WHAT YOU SHOULD DO:
Wherever a picture appears, skip it and retype the rest of the data exactly.

━━━━━━━━

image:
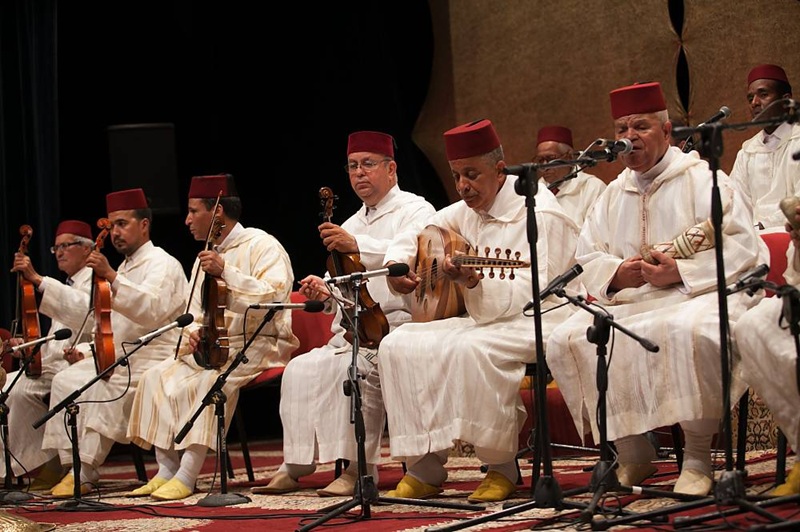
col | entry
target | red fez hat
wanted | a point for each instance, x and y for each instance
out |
(469, 140)
(126, 200)
(767, 72)
(74, 227)
(209, 186)
(555, 134)
(372, 142)
(637, 99)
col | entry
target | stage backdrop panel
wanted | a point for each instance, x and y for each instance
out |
(528, 64)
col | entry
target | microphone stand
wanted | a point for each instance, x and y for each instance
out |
(217, 397)
(72, 408)
(9, 495)
(604, 477)
(729, 489)
(366, 492)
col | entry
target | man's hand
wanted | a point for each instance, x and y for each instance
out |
(314, 288)
(629, 274)
(99, 263)
(664, 273)
(211, 262)
(194, 340)
(334, 238)
(72, 355)
(23, 265)
(404, 284)
(464, 276)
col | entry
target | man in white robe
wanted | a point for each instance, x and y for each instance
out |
(764, 170)
(458, 378)
(769, 357)
(67, 305)
(668, 300)
(254, 268)
(314, 410)
(148, 290)
(579, 193)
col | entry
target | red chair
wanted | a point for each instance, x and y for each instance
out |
(313, 329)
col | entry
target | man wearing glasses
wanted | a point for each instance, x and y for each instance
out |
(314, 410)
(65, 303)
(577, 194)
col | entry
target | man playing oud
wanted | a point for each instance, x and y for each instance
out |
(458, 378)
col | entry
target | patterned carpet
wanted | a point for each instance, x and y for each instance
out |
(107, 509)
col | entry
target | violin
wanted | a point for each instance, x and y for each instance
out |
(372, 323)
(212, 351)
(27, 314)
(104, 351)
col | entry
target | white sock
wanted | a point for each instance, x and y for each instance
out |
(697, 436)
(191, 463)
(429, 468)
(169, 461)
(507, 469)
(635, 449)
(297, 470)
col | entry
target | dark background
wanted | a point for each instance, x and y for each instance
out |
(268, 94)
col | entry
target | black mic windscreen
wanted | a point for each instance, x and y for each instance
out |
(313, 305)
(398, 269)
(62, 334)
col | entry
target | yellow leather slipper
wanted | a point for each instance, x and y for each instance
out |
(147, 489)
(172, 490)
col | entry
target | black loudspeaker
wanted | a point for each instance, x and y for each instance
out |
(143, 156)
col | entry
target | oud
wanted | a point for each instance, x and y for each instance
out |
(437, 296)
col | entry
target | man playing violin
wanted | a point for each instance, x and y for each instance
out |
(254, 268)
(314, 410)
(63, 302)
(148, 290)
(458, 378)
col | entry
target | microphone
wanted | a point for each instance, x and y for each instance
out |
(61, 334)
(724, 112)
(182, 321)
(395, 270)
(557, 284)
(562, 280)
(759, 271)
(616, 147)
(309, 306)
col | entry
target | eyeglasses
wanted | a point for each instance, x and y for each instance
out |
(368, 165)
(62, 247)
(544, 159)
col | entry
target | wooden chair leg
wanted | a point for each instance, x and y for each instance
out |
(780, 464)
(677, 444)
(248, 464)
(138, 462)
(741, 437)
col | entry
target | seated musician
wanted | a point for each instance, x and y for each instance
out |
(769, 355)
(148, 291)
(578, 194)
(458, 378)
(314, 410)
(254, 268)
(66, 303)
(664, 296)
(765, 171)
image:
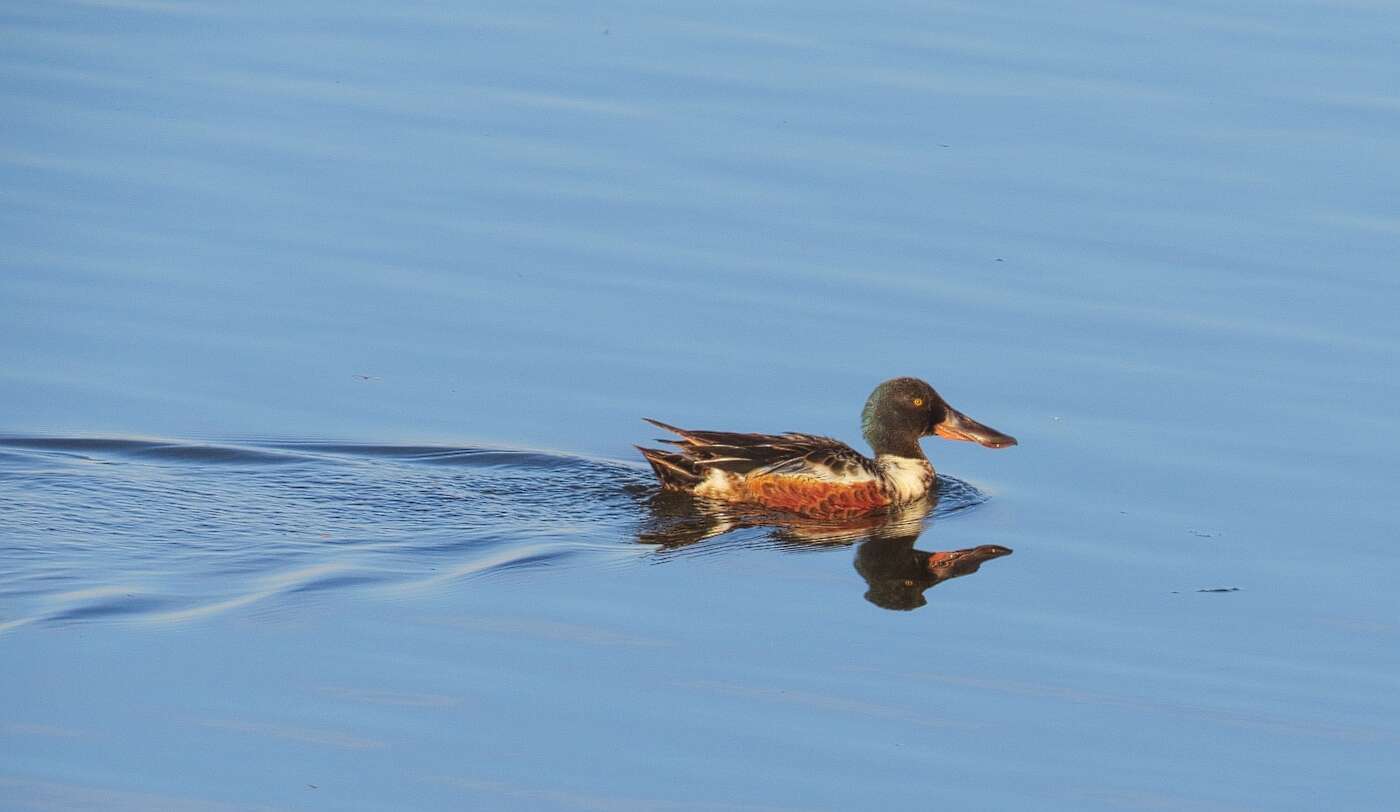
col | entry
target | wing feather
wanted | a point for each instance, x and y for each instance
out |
(790, 454)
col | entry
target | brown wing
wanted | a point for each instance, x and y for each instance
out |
(756, 455)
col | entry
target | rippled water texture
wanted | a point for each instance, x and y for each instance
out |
(164, 532)
(326, 331)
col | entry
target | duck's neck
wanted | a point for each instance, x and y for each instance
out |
(906, 478)
(885, 443)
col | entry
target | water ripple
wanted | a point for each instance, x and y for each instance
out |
(158, 531)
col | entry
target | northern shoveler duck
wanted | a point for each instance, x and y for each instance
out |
(819, 476)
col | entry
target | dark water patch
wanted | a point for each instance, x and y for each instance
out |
(109, 608)
(147, 450)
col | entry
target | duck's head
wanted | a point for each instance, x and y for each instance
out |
(902, 410)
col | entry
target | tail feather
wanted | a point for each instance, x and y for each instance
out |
(674, 471)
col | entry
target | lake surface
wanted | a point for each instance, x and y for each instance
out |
(325, 335)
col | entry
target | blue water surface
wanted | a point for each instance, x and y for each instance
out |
(325, 331)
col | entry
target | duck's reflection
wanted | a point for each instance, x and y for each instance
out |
(896, 574)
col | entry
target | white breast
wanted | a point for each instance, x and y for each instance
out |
(909, 479)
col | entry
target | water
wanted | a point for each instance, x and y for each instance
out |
(325, 335)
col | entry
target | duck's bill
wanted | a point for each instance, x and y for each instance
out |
(958, 426)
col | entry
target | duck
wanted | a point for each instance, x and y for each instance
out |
(819, 476)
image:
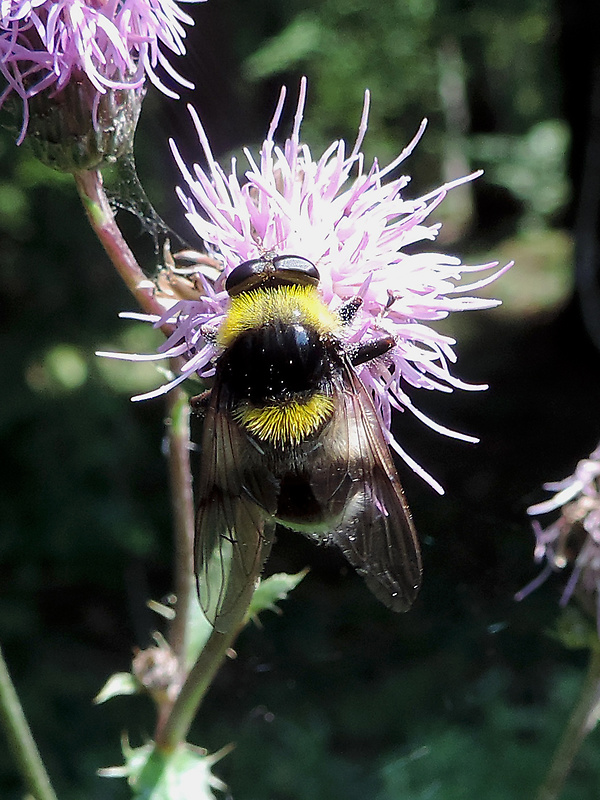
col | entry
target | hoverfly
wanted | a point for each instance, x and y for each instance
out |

━━━━━━━━

SOLUTION TO THIS TASK:
image:
col | entry
target | red fez hat
wanted | a point for each instance, x and y for each instance
out |
(469, 140)
(126, 200)
(767, 72)
(74, 227)
(209, 186)
(555, 134)
(372, 142)
(637, 99)
col | entry
target | stage backdrop panel
wanted | a point for each instance, x and y for each instance
out |
(528, 64)
col | entry
target | microphone stand
wanted | a point for each instance, x and y for each instance
out |
(217, 397)
(72, 408)
(9, 495)
(604, 477)
(729, 489)
(366, 492)
col | entry
target | man's hand
wanted | a point for each instance, x and y for each instance
out |
(314, 288)
(629, 274)
(99, 263)
(664, 273)
(211, 262)
(194, 340)
(334, 238)
(72, 355)
(23, 265)
(404, 284)
(464, 276)
col | entry
target | man in white robe
wanted | a point for each instance, x and y for each instance
out |
(764, 170)
(458, 378)
(769, 357)
(67, 305)
(668, 300)
(254, 268)
(314, 410)
(148, 290)
(579, 193)
col | entry
target | red chair
wanted | a point for each instance, x and y for each instance
out |
(313, 329)
col | entry
target | man wearing glasses
wanted | a point for each instance, x and y for each instance
out |
(314, 410)
(65, 303)
(577, 194)
col | entry
target | man playing oud
wanted | a point for each instance, x and y for each instance
out |
(458, 378)
col | entry
target | patterned carpet
wanted | a point for each instance, x and y for each instance
out |
(107, 509)
col | entry
target | violin
wanted | a point for each instance, x and y for each instance
out |
(372, 323)
(212, 351)
(27, 314)
(104, 351)
col | entry
target | white sock
wanted | a point for each instance, x and y for each instance
out |
(697, 436)
(191, 463)
(429, 468)
(169, 461)
(507, 469)
(635, 449)
(297, 470)
col | entry
target | dark background
wanted | a point for each instance, x and y for each instance
out |
(268, 94)
col | entry
target | black mic windscreen
wanted | a point for each instance, x and y for each instance
out |
(313, 305)
(398, 269)
(62, 334)
col | entry
target | yellow leather slipper
wanted | a point for each instance, x and y for each instance
out |
(147, 489)
(172, 490)
col | entry
target | black loudspeaker
wanted | a point for each instance, x and y for each instance
out |
(143, 156)
col | entry
target | oud
wanted | a point for each instance, x and y for each instance
out |
(437, 296)
col | entry
target | man playing violin
wanted | a point for each instance, x and y for each instance
out |
(254, 268)
(314, 410)
(63, 302)
(148, 290)
(458, 378)
col | entry
target | microphone
wanted | a point for each instance, x and y for each instance
out |
(61, 334)
(724, 112)
(182, 321)
(395, 270)
(557, 284)
(562, 280)
(759, 271)
(616, 147)
(309, 306)
col | entry
target | eyeglasses
wanted | a point for each instance, x and y for each instance
out |
(368, 165)
(62, 247)
(544, 159)
col | entry
target | wooden chair leg
wanted | a point for each instance, x and y for each instance
out |
(780, 464)
(677, 444)
(248, 464)
(138, 462)
(741, 437)
col | entry
target | seated musician
wanted | a point for each instance, x and y for each instance
out |
(769, 355)
(148, 291)
(578, 194)
(458, 378)
(314, 410)
(254, 268)
(66, 303)
(664, 296)
(765, 171)
image:
col | entry
target | wing feather
wanted | a point for each instance, x and y for each instance
out |
(790, 454)
col | entry
target | brown wing
wanted | a point for each instance, x and y for each instance
out |
(756, 455)
col | entry
target | rippled water texture
wanted | a point for each instance, x and y for each instance
out |
(164, 532)
(326, 331)
col | entry
target | duck's neck
wanted | a point for each instance, x and y for each instance
out |
(906, 478)
(885, 443)
col | entry
target | water ripple
wanted | a point for each instance, x and y for each instance
out |
(158, 531)
col | entry
target | northern shoveler duck
wanted | a point for each instance, x and y for each instance
out |
(819, 476)
col | entry
target | dark water patch
wanted | a point for each instance, x and y for each instance
out |
(109, 608)
(147, 450)
col | entry
target | duck's head
wanted | a point for each instance, x and y for each instance
out |
(902, 410)
col | entry
target | tail feather
wanted | a point for each instance, x and y for each instance
out |
(674, 471)
col | entry
target | lake surface
wanted | a point for each instance, x and y for each instance
out |
(325, 335)
col | entry
target | blue water surface
wanted | a point for each instance, x and y for each instance
out |
(325, 331)
col | entry
target | duck's reflection
wanted | a point for each instance, x and y for each instance
out |
(896, 574)
col | entry
target | white breast
wanted | a point for each instance, x and y for each instance
out |
(909, 479)
col | entry
target | water
wanted | a point for each instance, x and y for each instance
out |
(325, 335)
col | entry
target | duck's bill
wanted | a point for each instance, x and y for each instance
out |
(958, 426)
col | entry
target | duck
wanted | a point for each instance, x and y for each instance
out |
(819, 476)
image:
col | entry
target | hoverfly
wanted | a point for each instance, x and y for each instance
out |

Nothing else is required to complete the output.